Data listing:
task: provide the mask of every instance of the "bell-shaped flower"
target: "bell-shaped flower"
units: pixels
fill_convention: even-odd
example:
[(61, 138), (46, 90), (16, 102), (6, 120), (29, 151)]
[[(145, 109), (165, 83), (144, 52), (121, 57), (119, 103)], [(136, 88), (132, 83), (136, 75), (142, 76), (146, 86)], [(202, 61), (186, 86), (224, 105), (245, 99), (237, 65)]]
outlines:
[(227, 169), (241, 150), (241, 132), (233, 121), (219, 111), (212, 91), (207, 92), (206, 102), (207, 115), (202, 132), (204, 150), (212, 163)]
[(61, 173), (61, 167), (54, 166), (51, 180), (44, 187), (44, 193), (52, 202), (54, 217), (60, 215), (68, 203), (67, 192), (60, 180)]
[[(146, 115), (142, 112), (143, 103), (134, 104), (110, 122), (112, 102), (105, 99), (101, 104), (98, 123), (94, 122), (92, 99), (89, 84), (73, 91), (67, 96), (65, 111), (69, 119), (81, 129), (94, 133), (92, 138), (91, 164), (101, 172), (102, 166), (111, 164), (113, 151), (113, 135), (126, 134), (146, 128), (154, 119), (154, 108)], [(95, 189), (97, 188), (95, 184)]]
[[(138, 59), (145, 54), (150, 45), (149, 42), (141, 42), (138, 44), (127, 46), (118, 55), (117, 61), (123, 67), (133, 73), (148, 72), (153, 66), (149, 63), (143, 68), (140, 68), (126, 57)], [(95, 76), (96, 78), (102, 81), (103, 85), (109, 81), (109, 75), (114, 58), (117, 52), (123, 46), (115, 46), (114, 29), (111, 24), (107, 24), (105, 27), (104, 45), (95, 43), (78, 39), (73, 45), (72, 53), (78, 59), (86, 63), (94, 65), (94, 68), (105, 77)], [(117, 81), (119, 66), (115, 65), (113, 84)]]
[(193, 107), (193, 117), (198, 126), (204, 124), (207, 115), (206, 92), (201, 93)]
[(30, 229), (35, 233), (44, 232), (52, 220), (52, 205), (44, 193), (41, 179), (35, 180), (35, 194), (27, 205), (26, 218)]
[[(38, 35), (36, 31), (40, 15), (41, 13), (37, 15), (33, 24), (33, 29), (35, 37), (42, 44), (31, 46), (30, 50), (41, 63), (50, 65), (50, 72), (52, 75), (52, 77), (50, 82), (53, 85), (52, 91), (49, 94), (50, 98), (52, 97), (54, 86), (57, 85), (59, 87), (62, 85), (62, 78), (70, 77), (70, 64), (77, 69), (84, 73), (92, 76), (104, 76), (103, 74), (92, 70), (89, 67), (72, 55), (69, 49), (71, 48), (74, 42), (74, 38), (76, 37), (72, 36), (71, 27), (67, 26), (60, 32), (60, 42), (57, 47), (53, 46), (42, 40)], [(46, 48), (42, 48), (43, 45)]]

▸ CHALLENGE:
Convert the listing above, from its first line through the line containing "205), (26, 218)]", inclusive, into a JSON list of strings with one string per line and no blank lines.

▸ EXERCISE ANSWER:
[
  "task: provide the mask of every instance of the \"bell-shaped flower\"",
  "target: \"bell-shaped flower\"",
  "units: pixels",
  "fill_convention: even-odd",
  "example:",
  "[(61, 138), (46, 90), (16, 102), (6, 120), (29, 151)]",
  "[[(145, 109), (165, 83), (144, 52), (121, 57), (119, 103)], [(136, 88), (132, 83), (136, 75), (142, 76), (146, 86)], [(202, 61), (186, 86), (224, 105), (245, 99), (237, 65)]]",
  "outlines:",
  "[(227, 169), (241, 150), (241, 132), (233, 121), (219, 111), (212, 91), (207, 92), (206, 102), (207, 115), (202, 132), (204, 150), (212, 163)]",
  "[(61, 173), (61, 167), (54, 166), (51, 180), (44, 187), (44, 193), (52, 202), (54, 217), (60, 215), (68, 203), (67, 192), (60, 180)]",
  "[[(146, 115), (142, 112), (143, 103), (134, 104), (110, 122), (112, 102), (105, 99), (101, 104), (98, 123), (94, 122), (92, 99), (89, 84), (73, 91), (67, 96), (65, 111), (69, 119), (81, 129), (94, 133), (92, 138), (91, 164), (101, 172), (102, 166), (111, 164), (113, 151), (113, 135), (126, 134), (146, 128), (154, 119), (154, 108)], [(95, 189), (97, 188), (95, 184)]]",
  "[[(138, 59), (145, 54), (150, 45), (149, 42), (141, 42), (138, 44), (127, 46), (118, 55), (117, 61), (123, 67), (133, 73), (148, 72), (153, 66), (149, 63), (143, 68), (140, 68), (126, 57)], [(95, 76), (96, 78), (102, 81), (103, 85), (109, 81), (109, 75), (114, 58), (117, 52), (123, 46), (115, 46), (114, 29), (111, 24), (107, 24), (105, 27), (104, 45), (95, 43), (78, 39), (73, 45), (72, 53), (78, 59), (86, 63), (94, 65), (94, 68), (105, 77)], [(117, 81), (119, 66), (115, 65), (113, 84)]]",
  "[(193, 107), (193, 117), (198, 126), (204, 124), (207, 115), (206, 92), (201, 93)]",
  "[(30, 229), (35, 233), (44, 232), (52, 220), (52, 205), (44, 193), (41, 179), (35, 180), (35, 194), (27, 205), (26, 218)]"
]